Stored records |
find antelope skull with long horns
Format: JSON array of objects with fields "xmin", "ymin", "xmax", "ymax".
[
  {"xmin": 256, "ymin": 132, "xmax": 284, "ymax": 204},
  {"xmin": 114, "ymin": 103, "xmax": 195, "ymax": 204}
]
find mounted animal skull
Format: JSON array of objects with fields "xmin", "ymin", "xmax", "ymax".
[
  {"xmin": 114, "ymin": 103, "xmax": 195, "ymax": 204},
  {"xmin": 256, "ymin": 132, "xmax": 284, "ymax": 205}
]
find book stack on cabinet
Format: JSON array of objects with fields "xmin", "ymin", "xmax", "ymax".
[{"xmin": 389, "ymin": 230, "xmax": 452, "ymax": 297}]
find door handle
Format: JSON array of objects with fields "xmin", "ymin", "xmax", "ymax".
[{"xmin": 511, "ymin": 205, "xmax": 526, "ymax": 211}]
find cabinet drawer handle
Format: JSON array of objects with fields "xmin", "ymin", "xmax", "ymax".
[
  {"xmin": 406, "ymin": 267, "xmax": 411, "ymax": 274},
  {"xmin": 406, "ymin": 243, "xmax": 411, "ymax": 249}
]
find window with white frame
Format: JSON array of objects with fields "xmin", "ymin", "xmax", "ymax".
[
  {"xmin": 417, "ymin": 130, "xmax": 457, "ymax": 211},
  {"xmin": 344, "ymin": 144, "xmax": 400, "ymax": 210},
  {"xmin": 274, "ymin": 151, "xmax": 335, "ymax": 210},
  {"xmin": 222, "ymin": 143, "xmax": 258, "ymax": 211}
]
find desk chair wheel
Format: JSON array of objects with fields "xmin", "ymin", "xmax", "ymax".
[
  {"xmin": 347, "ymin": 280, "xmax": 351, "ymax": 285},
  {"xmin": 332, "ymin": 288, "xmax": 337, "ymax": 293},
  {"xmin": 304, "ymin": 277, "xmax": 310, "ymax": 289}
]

What is needed | Pull every line with the string "find" from the data above.

Output for this task |
find antelope skull with long horns
find mounted animal skull
find book stack on cabinet
find door handle
find cabinet drawer handle
find window with white frame
find desk chair wheel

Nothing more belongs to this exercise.